# EDA on jupyter

In [1]:
import pandas as pd
import numpy as np
import altair as alt
from selenium import webdriver
from docopt import docopt

## Research Question

The analysis will focus on answering the following inferential research questions:

- Do secondary school students who are in a relationship have different grades for Maths than students who are not?
- Do secondary school students who are in a relationship have different grades for Portugese than students who are not?

## Theme setting for altair

In [2]:
def mds_special():
    font = "Arial"
    axisColor = "#000000"
    gridColor = "#DEDDDD"
    return {
        
        "config": {
            "title": {
                "fontSize": 24,
                "font": font,
                "anchor": "start", # equivalent of left-aligned.
                "fontColor": "#000000"

Directions
1. From the EDA notebook, reproduce the passage starting at "## Research Question" and ending at "Portugese than students who are not?".
2. In the EDA notebook, what font does the mds_special function set for the altair theme?

Records shown

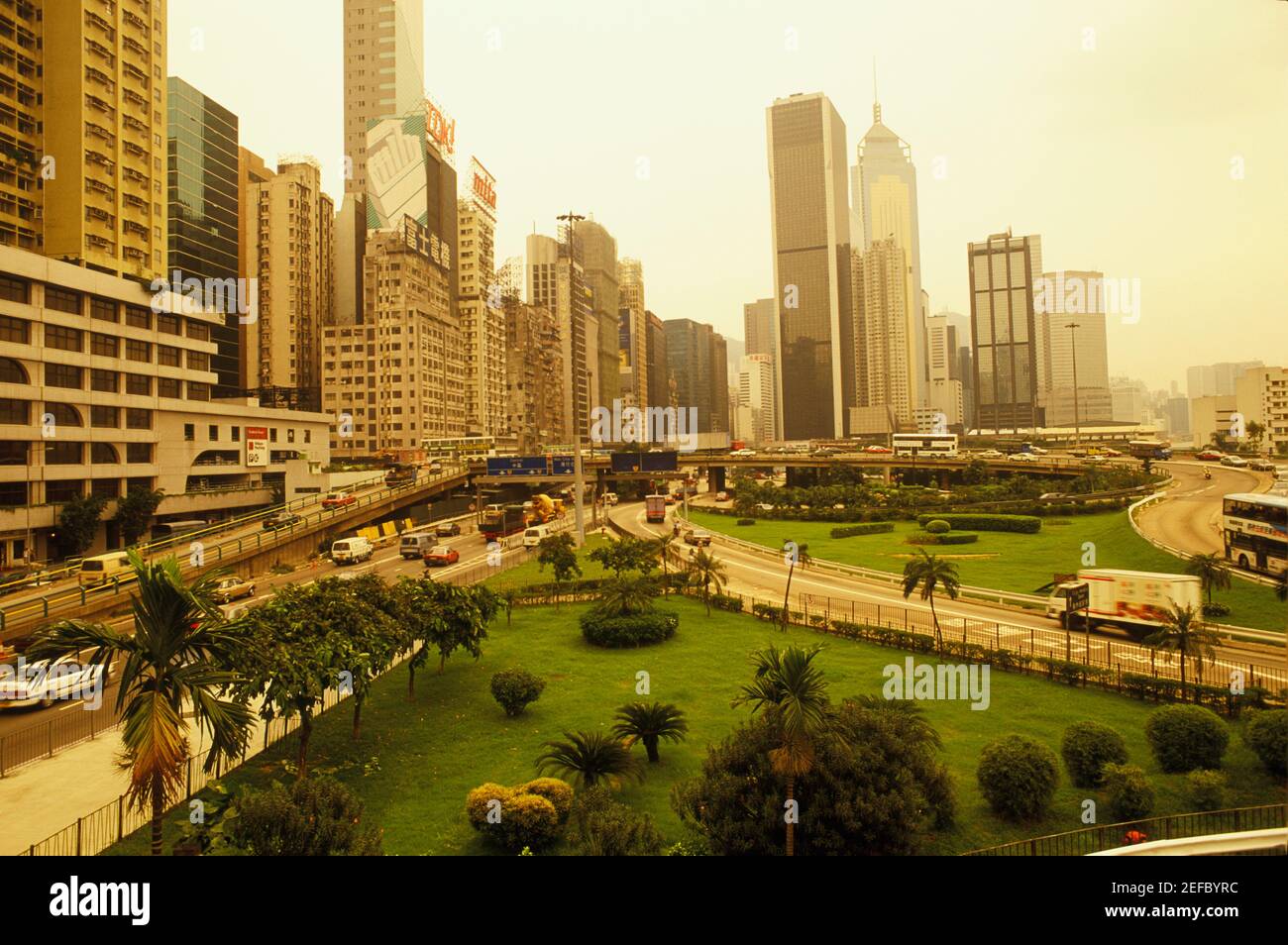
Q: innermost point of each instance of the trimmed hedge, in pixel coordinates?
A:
(629, 630)
(1024, 524)
(866, 528)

Answers given
1.
## Research Question

The analysis will focus on answering the following inferential research questions:

- Do secondary school students who are in a relationship have different grades for Maths than students who are not?
- Do secondary school students who are in a relationship have different grades for Portugese than students who are not?

2. Arial